** start of Provided material **

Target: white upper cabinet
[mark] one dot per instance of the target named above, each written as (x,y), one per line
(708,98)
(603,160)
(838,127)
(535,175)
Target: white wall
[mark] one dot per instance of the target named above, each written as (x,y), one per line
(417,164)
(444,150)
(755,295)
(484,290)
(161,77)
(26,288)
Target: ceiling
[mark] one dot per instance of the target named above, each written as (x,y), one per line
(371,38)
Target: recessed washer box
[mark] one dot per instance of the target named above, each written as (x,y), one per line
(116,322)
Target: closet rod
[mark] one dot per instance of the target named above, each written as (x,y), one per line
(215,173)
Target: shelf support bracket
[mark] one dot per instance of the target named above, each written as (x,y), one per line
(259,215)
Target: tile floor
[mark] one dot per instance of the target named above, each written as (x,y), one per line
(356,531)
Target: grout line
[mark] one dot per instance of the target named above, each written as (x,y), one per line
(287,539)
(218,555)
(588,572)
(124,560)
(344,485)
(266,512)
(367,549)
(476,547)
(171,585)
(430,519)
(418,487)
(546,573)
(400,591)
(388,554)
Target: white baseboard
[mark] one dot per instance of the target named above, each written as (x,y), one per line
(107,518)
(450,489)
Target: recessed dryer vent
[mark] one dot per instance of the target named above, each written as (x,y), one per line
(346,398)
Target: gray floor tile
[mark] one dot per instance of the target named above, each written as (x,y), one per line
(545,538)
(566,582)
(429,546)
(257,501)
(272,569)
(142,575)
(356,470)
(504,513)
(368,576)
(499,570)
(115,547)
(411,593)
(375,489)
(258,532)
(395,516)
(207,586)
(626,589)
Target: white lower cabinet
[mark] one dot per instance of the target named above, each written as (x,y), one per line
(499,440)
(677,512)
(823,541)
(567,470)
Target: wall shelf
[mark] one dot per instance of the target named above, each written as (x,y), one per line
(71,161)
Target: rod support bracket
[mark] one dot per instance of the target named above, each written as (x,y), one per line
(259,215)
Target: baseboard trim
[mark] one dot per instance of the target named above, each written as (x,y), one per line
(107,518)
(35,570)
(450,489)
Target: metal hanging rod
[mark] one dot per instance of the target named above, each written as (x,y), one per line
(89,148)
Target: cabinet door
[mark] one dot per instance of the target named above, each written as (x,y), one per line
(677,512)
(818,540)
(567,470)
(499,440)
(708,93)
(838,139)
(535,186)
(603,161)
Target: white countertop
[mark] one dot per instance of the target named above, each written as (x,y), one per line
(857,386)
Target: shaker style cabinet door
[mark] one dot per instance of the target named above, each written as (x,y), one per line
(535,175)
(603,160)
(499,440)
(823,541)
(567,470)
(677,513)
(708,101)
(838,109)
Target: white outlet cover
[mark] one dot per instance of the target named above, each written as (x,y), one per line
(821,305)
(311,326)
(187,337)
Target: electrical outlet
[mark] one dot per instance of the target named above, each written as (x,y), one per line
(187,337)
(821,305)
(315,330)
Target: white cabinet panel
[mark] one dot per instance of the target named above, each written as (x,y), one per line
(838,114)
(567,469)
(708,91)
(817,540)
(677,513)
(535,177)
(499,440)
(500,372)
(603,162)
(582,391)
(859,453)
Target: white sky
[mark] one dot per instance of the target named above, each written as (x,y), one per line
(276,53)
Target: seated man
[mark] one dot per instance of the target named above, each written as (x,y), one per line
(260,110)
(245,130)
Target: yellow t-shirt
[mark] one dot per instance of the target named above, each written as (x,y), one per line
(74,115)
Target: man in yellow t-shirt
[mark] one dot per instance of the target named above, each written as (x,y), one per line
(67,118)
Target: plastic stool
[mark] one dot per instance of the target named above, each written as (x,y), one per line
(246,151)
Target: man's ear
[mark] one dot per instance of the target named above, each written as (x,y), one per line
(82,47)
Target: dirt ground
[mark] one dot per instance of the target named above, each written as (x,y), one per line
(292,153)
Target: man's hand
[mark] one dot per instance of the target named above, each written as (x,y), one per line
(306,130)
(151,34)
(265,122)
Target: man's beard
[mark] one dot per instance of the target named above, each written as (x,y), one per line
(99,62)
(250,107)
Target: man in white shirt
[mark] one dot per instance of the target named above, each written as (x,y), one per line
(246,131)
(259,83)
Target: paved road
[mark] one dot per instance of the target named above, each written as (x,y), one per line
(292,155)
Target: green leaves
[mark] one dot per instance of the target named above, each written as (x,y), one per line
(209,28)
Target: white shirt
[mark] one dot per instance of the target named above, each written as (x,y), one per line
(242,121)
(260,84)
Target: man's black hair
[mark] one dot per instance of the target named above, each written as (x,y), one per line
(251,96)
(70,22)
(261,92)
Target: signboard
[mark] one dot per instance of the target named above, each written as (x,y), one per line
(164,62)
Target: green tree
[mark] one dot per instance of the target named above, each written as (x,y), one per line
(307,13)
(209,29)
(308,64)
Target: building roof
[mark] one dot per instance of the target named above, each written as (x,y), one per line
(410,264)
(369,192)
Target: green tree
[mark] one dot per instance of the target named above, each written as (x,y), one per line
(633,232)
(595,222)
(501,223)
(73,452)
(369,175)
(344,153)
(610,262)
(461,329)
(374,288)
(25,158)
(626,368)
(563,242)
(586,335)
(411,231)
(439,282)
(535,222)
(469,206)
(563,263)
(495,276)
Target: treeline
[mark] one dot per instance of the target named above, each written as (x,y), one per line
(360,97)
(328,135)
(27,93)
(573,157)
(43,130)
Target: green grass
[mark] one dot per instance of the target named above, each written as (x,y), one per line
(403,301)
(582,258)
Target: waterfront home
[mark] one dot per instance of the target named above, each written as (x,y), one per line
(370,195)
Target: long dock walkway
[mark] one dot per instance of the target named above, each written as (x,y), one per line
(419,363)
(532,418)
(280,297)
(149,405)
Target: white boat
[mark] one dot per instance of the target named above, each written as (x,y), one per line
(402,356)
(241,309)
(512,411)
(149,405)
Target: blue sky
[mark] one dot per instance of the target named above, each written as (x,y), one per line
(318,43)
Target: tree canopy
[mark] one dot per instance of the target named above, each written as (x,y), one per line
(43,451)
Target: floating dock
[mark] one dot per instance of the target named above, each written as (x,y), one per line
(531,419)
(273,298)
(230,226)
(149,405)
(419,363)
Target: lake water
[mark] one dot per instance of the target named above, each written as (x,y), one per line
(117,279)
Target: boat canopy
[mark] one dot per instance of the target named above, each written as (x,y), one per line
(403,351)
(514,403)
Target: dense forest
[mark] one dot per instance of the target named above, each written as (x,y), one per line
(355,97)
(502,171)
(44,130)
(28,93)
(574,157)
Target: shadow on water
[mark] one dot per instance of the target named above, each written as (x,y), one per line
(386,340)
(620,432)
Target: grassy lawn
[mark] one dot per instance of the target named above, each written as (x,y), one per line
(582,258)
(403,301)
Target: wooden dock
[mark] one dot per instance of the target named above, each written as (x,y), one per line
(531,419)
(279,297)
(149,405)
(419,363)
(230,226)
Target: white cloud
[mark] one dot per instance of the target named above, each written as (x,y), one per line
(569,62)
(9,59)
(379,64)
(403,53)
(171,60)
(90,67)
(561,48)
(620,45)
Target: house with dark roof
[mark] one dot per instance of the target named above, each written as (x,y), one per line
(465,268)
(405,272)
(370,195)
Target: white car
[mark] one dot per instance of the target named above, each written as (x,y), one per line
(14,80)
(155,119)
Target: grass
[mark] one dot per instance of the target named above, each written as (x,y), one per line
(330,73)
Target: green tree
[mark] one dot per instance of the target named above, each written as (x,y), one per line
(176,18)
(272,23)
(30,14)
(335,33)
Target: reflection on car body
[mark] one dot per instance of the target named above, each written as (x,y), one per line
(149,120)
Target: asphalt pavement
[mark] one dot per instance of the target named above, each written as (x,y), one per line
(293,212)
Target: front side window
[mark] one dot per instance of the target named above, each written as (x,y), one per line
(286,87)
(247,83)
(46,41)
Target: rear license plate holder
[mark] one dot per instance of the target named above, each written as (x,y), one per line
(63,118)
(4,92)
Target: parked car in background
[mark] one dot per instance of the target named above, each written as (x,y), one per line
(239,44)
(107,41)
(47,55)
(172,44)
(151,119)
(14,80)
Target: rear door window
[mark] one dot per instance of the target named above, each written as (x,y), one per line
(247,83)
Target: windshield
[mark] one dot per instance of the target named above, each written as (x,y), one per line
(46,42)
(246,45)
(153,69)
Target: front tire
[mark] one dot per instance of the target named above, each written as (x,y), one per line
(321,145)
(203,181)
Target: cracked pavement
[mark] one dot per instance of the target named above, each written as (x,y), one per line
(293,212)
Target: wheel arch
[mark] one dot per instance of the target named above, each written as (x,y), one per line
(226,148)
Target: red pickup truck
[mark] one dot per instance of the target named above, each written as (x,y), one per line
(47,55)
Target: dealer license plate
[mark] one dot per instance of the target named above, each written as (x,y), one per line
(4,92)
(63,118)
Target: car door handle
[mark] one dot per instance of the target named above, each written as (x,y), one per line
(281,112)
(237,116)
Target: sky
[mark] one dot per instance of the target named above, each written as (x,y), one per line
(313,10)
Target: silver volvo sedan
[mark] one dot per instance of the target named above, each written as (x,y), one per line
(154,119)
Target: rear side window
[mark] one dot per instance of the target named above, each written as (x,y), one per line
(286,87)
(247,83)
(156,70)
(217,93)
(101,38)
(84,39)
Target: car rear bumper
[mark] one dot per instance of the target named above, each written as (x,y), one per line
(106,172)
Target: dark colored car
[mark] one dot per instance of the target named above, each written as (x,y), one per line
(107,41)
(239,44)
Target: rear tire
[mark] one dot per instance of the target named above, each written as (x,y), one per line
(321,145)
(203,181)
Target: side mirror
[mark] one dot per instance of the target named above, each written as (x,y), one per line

** end of Provided material **

Goal of the exercise: Starting at the line that contains "Target: silver volvo sedan", quote each remaining line of the entries above, unchanged.

Answer to the problem:
Target: silver volvo sedan
[mark] one dot per instance of the target named above, each written as (x,y), one per line
(154,119)
Target: rear side window
[mark] one dot per instance of the target named above, each written as (x,y), one per line
(286,87)
(247,83)
(156,70)
(217,93)
(101,38)
(84,39)
Target: car rear bumper
[mark] one dot per instance of the target named above, each written as (x,y), one per line
(106,172)
Target: dark colored car
[mark] one dot per instance of the target named above, each written as (x,y), one per line
(107,41)
(239,44)
Target: rear tire
[mark] one dot per instance of the target named above, each written as (x,y), one per line
(321,145)
(203,181)
Target: side mirror
[mark] one dot per instance of the target named above, each written as (x,y), one per line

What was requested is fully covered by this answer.